Please copy the leading lines of the entries below exactly, concluding with the line in which "target | frozen lake" occurs.

[[ TASK MATERIAL, beginning ]]

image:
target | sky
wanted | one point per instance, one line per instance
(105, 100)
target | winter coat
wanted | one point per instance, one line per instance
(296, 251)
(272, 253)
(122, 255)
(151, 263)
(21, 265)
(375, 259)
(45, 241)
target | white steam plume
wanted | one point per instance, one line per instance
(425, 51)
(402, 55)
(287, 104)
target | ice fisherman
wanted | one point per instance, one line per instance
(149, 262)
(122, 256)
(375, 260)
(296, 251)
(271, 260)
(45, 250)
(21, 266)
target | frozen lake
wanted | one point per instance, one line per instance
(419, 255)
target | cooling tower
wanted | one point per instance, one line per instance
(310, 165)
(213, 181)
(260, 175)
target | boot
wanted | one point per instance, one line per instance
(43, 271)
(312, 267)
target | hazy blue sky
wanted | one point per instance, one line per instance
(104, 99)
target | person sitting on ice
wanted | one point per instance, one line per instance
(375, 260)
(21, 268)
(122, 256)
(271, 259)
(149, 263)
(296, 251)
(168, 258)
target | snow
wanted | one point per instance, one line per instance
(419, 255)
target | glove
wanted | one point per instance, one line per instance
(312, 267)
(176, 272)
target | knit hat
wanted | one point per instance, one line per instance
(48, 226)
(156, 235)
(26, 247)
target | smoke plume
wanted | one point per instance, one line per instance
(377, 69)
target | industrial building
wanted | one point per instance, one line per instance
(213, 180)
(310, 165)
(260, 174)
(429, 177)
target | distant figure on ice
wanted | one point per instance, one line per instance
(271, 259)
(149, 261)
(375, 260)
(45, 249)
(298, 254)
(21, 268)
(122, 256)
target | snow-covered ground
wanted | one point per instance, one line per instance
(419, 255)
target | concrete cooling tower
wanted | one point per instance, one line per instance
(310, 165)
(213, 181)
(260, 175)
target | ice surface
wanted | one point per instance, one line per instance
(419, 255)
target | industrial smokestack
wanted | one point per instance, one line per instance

[[ TASK MATERIAL, end ]]

■ WORKED SOLUTION ■
image:
target | sky
wanted | one point per instance, one line per instance
(105, 100)
target | winter coat
wanted | one point per instance, one line per instance
(296, 251)
(272, 253)
(122, 255)
(151, 263)
(21, 265)
(375, 259)
(45, 241)
target | white steam plume
wanted | one point per instance, one line per instance
(425, 51)
(402, 55)
(287, 104)
target | ice fisherman
wanted | one point per instance, one line per instance
(149, 262)
(122, 256)
(375, 260)
(296, 251)
(271, 260)
(45, 250)
(21, 266)
target | frozen lake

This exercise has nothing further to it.